EXERCISE DATA:
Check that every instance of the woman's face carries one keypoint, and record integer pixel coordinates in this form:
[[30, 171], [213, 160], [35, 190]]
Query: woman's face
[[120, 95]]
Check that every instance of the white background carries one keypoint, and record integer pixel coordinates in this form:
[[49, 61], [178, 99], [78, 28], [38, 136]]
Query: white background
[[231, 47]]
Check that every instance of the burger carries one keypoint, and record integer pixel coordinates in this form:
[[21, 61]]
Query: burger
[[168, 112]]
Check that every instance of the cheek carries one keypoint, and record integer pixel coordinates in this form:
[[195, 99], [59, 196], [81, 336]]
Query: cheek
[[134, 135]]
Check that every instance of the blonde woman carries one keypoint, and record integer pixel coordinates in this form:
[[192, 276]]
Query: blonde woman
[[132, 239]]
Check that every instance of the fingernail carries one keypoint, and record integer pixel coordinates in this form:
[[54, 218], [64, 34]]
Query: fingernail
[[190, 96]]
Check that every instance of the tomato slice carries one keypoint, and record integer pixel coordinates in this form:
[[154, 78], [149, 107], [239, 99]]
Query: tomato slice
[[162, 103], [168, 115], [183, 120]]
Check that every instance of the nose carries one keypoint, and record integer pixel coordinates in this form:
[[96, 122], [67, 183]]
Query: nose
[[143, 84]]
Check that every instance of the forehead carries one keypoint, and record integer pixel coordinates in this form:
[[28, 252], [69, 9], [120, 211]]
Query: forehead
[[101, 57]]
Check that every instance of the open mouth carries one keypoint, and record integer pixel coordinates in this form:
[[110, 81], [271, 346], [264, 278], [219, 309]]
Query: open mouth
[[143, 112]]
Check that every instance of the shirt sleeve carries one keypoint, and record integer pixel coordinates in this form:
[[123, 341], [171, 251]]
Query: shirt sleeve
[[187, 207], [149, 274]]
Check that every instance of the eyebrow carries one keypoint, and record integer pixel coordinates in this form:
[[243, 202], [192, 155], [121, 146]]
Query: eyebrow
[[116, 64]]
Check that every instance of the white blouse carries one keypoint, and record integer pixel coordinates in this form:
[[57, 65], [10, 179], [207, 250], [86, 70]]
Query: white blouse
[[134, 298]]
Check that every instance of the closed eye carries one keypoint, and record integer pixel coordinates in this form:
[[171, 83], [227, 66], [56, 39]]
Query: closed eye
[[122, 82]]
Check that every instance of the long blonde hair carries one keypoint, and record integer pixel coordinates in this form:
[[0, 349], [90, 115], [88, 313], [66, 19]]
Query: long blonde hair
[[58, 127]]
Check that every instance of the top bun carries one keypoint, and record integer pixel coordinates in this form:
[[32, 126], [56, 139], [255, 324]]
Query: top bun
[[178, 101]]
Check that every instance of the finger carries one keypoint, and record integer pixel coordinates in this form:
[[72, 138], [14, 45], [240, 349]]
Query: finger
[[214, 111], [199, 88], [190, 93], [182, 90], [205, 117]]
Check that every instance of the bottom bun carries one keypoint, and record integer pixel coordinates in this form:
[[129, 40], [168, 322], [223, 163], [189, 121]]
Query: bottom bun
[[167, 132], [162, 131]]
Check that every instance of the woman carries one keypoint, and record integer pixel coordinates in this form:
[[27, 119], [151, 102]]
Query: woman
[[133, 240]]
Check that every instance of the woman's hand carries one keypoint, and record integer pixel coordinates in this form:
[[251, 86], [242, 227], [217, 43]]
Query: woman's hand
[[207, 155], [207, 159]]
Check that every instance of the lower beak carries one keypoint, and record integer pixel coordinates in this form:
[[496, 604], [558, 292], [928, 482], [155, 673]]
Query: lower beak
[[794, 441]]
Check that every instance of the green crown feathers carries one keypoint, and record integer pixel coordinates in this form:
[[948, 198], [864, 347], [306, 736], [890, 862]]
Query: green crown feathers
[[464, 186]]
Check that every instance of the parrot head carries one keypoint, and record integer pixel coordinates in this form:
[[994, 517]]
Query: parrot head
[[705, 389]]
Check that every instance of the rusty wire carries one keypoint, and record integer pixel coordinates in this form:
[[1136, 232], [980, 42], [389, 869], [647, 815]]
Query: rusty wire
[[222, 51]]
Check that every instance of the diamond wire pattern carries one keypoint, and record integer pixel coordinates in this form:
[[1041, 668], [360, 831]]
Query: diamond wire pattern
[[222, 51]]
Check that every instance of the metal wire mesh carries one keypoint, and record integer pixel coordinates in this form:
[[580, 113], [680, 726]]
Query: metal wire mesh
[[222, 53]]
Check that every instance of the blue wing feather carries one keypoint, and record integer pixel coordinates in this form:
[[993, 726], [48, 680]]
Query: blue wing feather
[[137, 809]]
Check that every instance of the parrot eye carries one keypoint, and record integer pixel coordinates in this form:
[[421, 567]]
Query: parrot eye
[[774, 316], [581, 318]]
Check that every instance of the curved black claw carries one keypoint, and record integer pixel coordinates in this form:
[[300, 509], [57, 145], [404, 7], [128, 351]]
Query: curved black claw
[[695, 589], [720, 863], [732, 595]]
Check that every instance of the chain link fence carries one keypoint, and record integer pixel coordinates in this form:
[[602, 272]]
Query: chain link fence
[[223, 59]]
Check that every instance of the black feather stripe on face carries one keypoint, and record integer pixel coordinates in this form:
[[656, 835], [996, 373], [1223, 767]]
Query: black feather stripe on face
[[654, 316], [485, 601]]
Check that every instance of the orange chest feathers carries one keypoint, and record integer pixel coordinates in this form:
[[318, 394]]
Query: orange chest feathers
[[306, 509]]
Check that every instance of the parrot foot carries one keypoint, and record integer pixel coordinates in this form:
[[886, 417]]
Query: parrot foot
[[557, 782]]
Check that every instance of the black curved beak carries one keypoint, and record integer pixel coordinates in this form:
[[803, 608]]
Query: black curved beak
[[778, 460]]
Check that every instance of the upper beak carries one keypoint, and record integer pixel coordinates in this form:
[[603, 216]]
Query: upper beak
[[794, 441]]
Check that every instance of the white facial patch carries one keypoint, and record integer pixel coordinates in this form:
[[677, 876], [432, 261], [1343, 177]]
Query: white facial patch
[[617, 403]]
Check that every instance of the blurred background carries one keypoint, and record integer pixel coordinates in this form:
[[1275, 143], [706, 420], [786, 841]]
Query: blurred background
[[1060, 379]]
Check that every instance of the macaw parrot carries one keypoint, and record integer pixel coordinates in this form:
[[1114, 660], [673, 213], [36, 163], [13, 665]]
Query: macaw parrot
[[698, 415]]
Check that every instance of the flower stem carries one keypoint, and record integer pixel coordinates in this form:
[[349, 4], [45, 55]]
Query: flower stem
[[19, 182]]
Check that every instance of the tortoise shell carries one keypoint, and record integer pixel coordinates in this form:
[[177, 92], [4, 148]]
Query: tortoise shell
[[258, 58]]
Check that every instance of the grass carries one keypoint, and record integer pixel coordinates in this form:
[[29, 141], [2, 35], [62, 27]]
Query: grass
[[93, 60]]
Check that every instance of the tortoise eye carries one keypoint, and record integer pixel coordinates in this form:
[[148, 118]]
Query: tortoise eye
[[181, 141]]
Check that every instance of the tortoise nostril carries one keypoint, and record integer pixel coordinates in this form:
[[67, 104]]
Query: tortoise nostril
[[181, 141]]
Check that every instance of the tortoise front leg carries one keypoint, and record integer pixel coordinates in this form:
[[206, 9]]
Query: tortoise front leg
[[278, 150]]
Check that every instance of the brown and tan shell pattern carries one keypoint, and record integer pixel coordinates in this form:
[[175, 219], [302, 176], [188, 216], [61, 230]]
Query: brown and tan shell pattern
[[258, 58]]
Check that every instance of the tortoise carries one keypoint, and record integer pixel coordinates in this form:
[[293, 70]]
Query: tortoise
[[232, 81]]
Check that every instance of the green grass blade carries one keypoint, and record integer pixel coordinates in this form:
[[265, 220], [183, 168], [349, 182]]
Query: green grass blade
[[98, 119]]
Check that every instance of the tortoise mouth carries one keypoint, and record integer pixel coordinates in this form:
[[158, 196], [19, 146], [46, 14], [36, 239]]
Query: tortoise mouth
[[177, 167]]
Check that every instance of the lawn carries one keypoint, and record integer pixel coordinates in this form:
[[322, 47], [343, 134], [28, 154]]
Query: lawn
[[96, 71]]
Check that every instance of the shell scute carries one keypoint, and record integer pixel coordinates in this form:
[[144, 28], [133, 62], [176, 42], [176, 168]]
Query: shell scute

AIM OF THE TASK: Can you output the lines from the one containing "Check that every instance of the brown" through the last line as a Markdown table with the columns No. and Line, numbering each row and leaving out blank lines?

ANSWER TO THE PROBLEM:
| No. | Line |
|---|---|
| 1 | Check that every instance of the brown and tan shell pattern carries one keypoint, and record integer pixel coordinates in this form: |
| 2 | [[175, 219], [302, 176], [188, 216], [61, 230]] |
| 3 | Query: brown and tan shell pattern |
| 4 | [[258, 58]] |
| 5 | Check that every instance of the tortoise carries one keypoint, and record integer pixel coordinates in this form: |
| 6 | [[293, 70]] |
| 7 | Query: tortoise |
| 8 | [[232, 81]] |
| 9 | Check that every instance of the green grass blade carries one keypoint, and record integer pixel coordinates in this form: |
| 10 | [[265, 220], [183, 168], [349, 182]] |
| 11 | Query: green grass blade |
| 12 | [[98, 119]] |
| 13 | Check that every instance of the tortoise mouth carries one keypoint, and record integer pixel coordinates in this form: |
| 14 | [[158, 196], [19, 146], [46, 14], [36, 239]] |
| 15 | Query: tortoise mouth |
| 16 | [[177, 167]] |
| 17 | Check that every instance of the lawn carries one keypoint, and record integer pixel coordinates in this form: |
| 18 | [[322, 47], [343, 134], [28, 154]] |
| 19 | Query: lawn |
| 20 | [[96, 71]] |
| 21 | Check that every instance of the shell scute carries one keypoint, and record integer pixel coordinates in this form: |
| 22 | [[144, 28], [133, 62], [176, 42], [176, 168]] |
| 23 | Query: shell scute |